## What the exercise asks
Repeat the entries beneath in their entirety, precisely as given.
Task input section start
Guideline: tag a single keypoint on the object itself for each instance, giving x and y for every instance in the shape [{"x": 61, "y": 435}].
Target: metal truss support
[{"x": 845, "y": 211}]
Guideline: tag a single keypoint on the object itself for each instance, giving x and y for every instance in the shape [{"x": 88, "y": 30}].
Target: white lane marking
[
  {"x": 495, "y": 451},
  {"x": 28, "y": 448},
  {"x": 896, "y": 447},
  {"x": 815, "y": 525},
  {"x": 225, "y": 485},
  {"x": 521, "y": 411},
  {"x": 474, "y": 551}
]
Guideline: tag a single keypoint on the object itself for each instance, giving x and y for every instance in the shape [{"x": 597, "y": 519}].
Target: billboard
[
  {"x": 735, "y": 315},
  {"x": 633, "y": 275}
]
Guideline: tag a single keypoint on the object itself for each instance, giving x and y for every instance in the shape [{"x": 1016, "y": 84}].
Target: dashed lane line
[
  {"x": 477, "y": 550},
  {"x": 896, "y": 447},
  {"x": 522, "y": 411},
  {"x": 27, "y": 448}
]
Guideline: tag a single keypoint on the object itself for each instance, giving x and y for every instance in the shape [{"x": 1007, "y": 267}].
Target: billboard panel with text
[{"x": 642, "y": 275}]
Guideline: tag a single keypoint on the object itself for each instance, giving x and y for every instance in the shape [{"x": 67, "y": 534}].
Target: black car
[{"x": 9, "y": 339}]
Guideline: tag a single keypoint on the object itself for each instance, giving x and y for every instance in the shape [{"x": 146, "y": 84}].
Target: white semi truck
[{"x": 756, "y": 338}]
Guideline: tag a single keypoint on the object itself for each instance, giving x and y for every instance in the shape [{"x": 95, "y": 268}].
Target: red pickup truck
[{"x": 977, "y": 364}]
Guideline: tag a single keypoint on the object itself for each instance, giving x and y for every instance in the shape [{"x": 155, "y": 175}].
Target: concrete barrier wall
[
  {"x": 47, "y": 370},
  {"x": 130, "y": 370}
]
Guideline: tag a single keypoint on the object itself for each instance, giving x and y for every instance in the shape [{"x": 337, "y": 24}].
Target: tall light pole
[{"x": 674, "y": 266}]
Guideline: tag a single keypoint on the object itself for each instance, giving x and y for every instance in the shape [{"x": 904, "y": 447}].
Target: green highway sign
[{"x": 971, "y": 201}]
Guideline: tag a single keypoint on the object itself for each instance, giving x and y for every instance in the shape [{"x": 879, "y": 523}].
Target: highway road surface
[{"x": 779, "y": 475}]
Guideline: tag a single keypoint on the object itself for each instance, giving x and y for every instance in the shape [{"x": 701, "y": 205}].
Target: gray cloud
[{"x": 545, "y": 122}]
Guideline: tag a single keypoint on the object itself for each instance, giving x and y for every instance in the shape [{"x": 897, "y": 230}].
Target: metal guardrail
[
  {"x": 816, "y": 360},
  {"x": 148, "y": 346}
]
Task input section end
## The completed task
Guideline: tag a single keypoint on the object itself for each instance, giving x and y for every instance in the shape [{"x": 61, "y": 435}].
Target: metal truss support
[{"x": 845, "y": 211}]
Guideline: tag a single keypoint on the object itself for each instance, giving x and y for every instance in the shape [{"x": 88, "y": 30}].
Target: white lane marking
[
  {"x": 495, "y": 451},
  {"x": 28, "y": 448},
  {"x": 896, "y": 447},
  {"x": 815, "y": 525},
  {"x": 225, "y": 485},
  {"x": 521, "y": 411},
  {"x": 474, "y": 551}
]
Guideline: tag a single keypoint on the object itself for each instance, giving x and y for every instance in the shape [{"x": 597, "y": 519}].
Target: billboard
[
  {"x": 735, "y": 315},
  {"x": 633, "y": 275}
]
Guideline: tag a single keypoint on the object itself for each instance, giving x and y for every instance in the shape [{"x": 1016, "y": 84}].
Target: dashed lane line
[
  {"x": 477, "y": 550},
  {"x": 896, "y": 447},
  {"x": 522, "y": 411},
  {"x": 27, "y": 448}
]
Guideline: tag a single keypoint on the object itself for each instance, giving x and y for every instance in the shape [{"x": 1007, "y": 267}].
Target: billboard panel with text
[{"x": 642, "y": 275}]
Guideline: tag a single keypoint on the object itself for each instance, giving x and y for every instance in the shape [{"x": 67, "y": 534}].
Target: black car
[{"x": 9, "y": 339}]
Guideline: tag a single keypoint on the object itself for each instance, giving x and y for every instance in the shape [{"x": 146, "y": 84}].
Target: white semi truck
[{"x": 756, "y": 338}]
Guideline: tag a single keypoint on the object itself for each instance, giving x and y for every instance in the shape [{"x": 95, "y": 268}].
Target: red pickup truck
[{"x": 977, "y": 364}]
Guideline: tag a single keypoint on the object itself for each instance, giving x and y for every instance in the shape [{"x": 155, "y": 175}].
Target: concrete barrier wall
[
  {"x": 47, "y": 370},
  {"x": 130, "y": 370}
]
Guideline: tag a single keypoint on the object itself for each instance, giving x and y for every instance in the shape [{"x": 337, "y": 24}].
Target: tall light pole
[{"x": 674, "y": 266}]
Guideline: tag a single keypoint on the object itself for each instance, giving x and y for every instance in the shape [{"x": 904, "y": 447}].
Target: green highway sign
[{"x": 971, "y": 201}]
Guideline: tag a single keypoint on the object itself for each instance, giving x and y for every instance in the shape [{"x": 879, "y": 523}].
Target: highway road surface
[{"x": 779, "y": 475}]
Guideline: tag a single keypoint on the object itself for each instance, giving x and y for every instance in the shape [{"x": 701, "y": 205}].
Target: gray cloud
[{"x": 545, "y": 122}]
Guideline: tag a single keypoint on the object itself for each instance, giving x and y for every instance in the shape [{"x": 897, "y": 230}].
Target: metal guardrail
[
  {"x": 816, "y": 360},
  {"x": 148, "y": 346}
]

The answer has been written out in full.